- ACTIVITY -
Set all the entries down once more, with nothing altered.

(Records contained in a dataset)
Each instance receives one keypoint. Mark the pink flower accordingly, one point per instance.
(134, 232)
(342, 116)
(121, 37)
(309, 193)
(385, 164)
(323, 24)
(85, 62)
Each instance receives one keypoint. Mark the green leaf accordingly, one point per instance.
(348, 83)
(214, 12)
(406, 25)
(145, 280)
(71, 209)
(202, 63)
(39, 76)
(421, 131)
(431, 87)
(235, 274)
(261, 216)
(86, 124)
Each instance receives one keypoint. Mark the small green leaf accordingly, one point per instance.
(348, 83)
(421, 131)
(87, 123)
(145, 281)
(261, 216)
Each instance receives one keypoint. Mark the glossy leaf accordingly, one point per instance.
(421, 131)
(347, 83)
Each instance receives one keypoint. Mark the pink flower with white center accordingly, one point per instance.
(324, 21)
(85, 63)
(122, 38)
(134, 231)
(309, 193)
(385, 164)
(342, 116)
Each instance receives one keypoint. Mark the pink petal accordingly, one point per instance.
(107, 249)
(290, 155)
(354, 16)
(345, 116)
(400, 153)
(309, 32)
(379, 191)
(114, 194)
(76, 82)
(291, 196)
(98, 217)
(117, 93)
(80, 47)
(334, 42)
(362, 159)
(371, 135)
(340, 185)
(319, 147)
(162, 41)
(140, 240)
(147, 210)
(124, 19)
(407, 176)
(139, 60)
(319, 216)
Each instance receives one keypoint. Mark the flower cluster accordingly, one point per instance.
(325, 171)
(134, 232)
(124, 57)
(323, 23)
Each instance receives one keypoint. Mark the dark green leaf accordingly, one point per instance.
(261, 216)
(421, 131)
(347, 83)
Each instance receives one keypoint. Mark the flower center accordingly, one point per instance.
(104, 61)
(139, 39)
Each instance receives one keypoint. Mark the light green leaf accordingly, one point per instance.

- RESPONSE -
Each instance receives one keypoint. Mark the pink flower accordingly, one point per instance.
(134, 232)
(342, 116)
(121, 37)
(309, 193)
(385, 164)
(323, 24)
(85, 62)
Each instance receives one keypoint. Mark the green leaf accordingly, one point per instance.
(348, 83)
(214, 12)
(406, 25)
(145, 280)
(71, 209)
(202, 63)
(39, 76)
(421, 131)
(431, 87)
(235, 274)
(261, 216)
(86, 124)
Each instance receives one keypoint. Mark the small green leaf accordingly, one point per instance.
(348, 83)
(421, 131)
(87, 123)
(145, 281)
(261, 216)
Each instance receives one keypoint. Mark the glossy leaf accordingly, one point per instance.
(421, 131)
(347, 83)
Each instance receives one keypoint. Mark the pink flower with white center accordingly, one point per instance.
(324, 21)
(85, 63)
(122, 38)
(134, 231)
(309, 193)
(385, 164)
(342, 116)
Each instance receives one keypoint. Mark the pink petal accordingly, one point per instance.
(107, 249)
(290, 155)
(354, 16)
(345, 116)
(400, 153)
(309, 32)
(379, 191)
(114, 194)
(76, 82)
(291, 196)
(98, 217)
(117, 93)
(80, 47)
(334, 42)
(362, 159)
(371, 135)
(340, 185)
(319, 147)
(162, 41)
(140, 240)
(147, 210)
(124, 19)
(407, 176)
(139, 60)
(319, 216)
Each instance receives one keypoint. Mark the flower cluster accordingly, one point per instance.
(325, 171)
(134, 232)
(124, 57)
(323, 23)
Each instance receives one keypoint. Mark the dark green leaf accordingly, one point per instance.
(261, 216)
(421, 131)
(347, 83)
Each instance receives one keypoint. Mark the flower center accordingly, one point per instance.
(104, 61)
(139, 39)
Each instance receives one keypoint. Mark the light green leaf accordingly, one point per instance.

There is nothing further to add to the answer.